# What you are asked to do:
Render the lines of data from the one holding "frame. For each one, return the bounding box." through the one holding "[368,253,426,283]", inclusive, as a numbered list. Omit blank lines and leave the pictures out.

(Data excerpted from a collection)
================

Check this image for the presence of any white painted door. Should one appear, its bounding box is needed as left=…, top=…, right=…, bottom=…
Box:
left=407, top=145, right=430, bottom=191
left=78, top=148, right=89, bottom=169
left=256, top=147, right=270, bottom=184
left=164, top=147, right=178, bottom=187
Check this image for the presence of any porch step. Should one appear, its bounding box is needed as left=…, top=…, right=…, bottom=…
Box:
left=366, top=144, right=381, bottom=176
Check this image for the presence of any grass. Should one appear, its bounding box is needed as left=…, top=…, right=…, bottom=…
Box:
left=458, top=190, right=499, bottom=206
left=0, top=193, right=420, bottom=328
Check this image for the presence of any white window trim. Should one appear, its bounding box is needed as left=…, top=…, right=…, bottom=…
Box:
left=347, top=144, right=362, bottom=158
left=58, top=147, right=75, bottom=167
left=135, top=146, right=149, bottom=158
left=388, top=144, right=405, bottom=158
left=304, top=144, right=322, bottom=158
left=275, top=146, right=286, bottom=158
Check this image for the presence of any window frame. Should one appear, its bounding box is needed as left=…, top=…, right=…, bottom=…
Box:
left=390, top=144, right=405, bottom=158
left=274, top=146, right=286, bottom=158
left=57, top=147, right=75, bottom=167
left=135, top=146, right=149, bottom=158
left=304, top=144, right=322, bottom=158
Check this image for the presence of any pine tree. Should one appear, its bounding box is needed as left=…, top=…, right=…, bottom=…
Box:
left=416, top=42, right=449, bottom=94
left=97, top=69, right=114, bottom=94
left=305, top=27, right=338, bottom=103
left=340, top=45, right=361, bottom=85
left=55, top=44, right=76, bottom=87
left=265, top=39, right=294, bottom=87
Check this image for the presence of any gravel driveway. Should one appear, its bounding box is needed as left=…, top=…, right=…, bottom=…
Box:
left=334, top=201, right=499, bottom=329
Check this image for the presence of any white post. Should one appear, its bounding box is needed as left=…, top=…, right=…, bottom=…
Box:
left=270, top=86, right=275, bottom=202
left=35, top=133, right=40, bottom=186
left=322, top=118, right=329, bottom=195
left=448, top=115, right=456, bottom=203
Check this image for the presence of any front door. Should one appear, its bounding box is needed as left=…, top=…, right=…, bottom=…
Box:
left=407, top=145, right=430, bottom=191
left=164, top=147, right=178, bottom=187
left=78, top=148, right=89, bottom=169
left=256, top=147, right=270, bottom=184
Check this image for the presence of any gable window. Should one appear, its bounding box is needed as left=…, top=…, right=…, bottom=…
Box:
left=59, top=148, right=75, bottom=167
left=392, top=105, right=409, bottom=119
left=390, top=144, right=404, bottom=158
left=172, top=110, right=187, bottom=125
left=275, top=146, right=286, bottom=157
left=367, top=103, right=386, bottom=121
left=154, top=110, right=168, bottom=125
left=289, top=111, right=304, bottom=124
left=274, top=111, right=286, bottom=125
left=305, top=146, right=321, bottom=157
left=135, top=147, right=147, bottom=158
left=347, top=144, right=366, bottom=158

================

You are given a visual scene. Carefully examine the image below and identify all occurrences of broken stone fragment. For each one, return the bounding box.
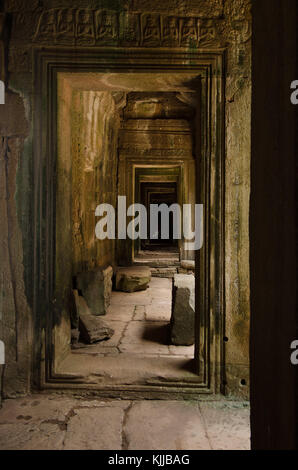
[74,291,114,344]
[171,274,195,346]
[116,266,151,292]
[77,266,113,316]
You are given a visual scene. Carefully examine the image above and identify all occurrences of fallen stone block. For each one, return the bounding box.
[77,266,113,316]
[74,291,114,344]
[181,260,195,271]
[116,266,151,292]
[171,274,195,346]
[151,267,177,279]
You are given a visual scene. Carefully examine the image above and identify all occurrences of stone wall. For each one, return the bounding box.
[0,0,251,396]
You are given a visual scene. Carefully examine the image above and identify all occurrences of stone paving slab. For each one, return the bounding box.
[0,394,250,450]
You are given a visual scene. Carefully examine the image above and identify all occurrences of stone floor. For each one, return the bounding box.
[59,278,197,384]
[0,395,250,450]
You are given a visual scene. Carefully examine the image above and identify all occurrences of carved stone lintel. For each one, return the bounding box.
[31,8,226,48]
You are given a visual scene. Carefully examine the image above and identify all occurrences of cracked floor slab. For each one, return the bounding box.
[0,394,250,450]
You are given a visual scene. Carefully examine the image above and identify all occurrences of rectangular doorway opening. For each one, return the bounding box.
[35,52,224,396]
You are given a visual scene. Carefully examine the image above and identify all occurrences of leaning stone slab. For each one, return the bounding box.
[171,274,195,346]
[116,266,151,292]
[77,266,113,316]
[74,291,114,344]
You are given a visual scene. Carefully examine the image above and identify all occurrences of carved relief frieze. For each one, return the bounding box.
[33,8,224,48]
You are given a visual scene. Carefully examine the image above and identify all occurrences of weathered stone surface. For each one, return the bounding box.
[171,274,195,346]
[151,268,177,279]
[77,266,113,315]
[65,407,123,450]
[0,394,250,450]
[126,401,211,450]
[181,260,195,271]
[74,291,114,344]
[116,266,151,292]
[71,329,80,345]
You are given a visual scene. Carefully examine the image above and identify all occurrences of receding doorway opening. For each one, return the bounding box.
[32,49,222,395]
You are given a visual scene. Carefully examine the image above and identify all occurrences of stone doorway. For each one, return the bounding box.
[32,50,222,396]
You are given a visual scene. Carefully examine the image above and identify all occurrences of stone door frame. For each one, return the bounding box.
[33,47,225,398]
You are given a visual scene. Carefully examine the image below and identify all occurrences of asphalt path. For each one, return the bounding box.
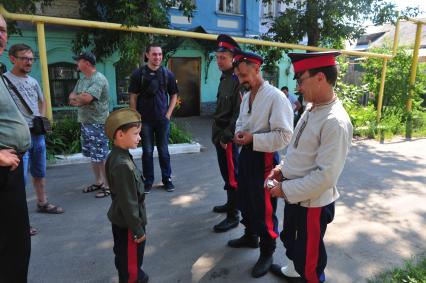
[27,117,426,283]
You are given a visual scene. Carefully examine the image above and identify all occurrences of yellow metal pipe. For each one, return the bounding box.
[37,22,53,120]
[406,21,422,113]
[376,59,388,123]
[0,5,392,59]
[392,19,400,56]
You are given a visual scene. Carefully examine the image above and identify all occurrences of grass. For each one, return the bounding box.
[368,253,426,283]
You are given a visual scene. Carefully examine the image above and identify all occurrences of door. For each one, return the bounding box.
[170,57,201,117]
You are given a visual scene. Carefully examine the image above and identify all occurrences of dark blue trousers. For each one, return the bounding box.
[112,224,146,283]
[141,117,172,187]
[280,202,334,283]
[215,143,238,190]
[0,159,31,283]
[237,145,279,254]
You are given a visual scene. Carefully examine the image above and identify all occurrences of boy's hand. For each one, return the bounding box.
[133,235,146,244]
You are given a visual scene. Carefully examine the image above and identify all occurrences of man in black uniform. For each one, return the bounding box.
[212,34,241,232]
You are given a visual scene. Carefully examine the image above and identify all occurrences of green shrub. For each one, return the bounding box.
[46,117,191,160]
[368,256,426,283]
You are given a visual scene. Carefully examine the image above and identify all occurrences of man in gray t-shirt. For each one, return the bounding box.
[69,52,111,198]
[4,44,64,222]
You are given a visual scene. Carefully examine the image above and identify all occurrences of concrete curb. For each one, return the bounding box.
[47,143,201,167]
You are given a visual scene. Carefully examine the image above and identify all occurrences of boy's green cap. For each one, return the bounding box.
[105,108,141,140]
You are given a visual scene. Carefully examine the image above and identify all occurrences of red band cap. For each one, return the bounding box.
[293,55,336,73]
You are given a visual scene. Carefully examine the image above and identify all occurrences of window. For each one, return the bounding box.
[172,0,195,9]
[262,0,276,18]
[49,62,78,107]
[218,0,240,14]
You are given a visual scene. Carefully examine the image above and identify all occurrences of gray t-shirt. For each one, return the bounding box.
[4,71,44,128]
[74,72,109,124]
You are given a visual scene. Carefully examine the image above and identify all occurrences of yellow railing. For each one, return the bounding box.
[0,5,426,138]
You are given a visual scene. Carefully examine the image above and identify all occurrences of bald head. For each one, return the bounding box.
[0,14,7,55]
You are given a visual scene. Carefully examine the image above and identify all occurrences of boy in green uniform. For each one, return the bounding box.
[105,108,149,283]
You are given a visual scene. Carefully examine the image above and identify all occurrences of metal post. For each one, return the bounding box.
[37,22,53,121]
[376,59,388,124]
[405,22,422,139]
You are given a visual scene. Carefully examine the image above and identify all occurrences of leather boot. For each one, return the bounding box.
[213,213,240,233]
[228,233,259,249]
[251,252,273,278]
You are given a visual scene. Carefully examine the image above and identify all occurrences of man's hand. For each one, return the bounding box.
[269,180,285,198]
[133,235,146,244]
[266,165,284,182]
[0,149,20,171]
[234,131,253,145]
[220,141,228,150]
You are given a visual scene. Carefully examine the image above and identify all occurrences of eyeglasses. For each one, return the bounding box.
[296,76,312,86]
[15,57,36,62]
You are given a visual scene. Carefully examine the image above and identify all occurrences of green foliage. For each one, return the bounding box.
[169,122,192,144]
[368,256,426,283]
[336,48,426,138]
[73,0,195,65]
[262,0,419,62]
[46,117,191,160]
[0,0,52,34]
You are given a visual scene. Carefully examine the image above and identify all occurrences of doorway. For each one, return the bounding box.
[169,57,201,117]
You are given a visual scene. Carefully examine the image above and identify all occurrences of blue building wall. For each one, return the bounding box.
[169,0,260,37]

================

# Worked answer:
1. You are given a visual scene. Carefully examine the image above and identify all occurrences of stone door frame. For each one, return the bounding box.
2. [33,47,225,398]
3. You are given a visual scene. Carefully examine the image below and identify all occurrences of asphalt path. For each one, return the bounding box.
4. [27,117,426,283]
5. You are given a visual scene. Carefully examine the image above and identify all occurrences of yellow metal pipe. For each one, return the bounding box.
6. [37,22,53,120]
7. [406,21,422,113]
8. [376,59,388,123]
9. [0,5,392,59]
10. [392,19,400,56]
11. You are given a visual scene. Carefully examine the image above and identify all occurrences of grass. For each one, return the bounding box.
12. [368,253,426,283]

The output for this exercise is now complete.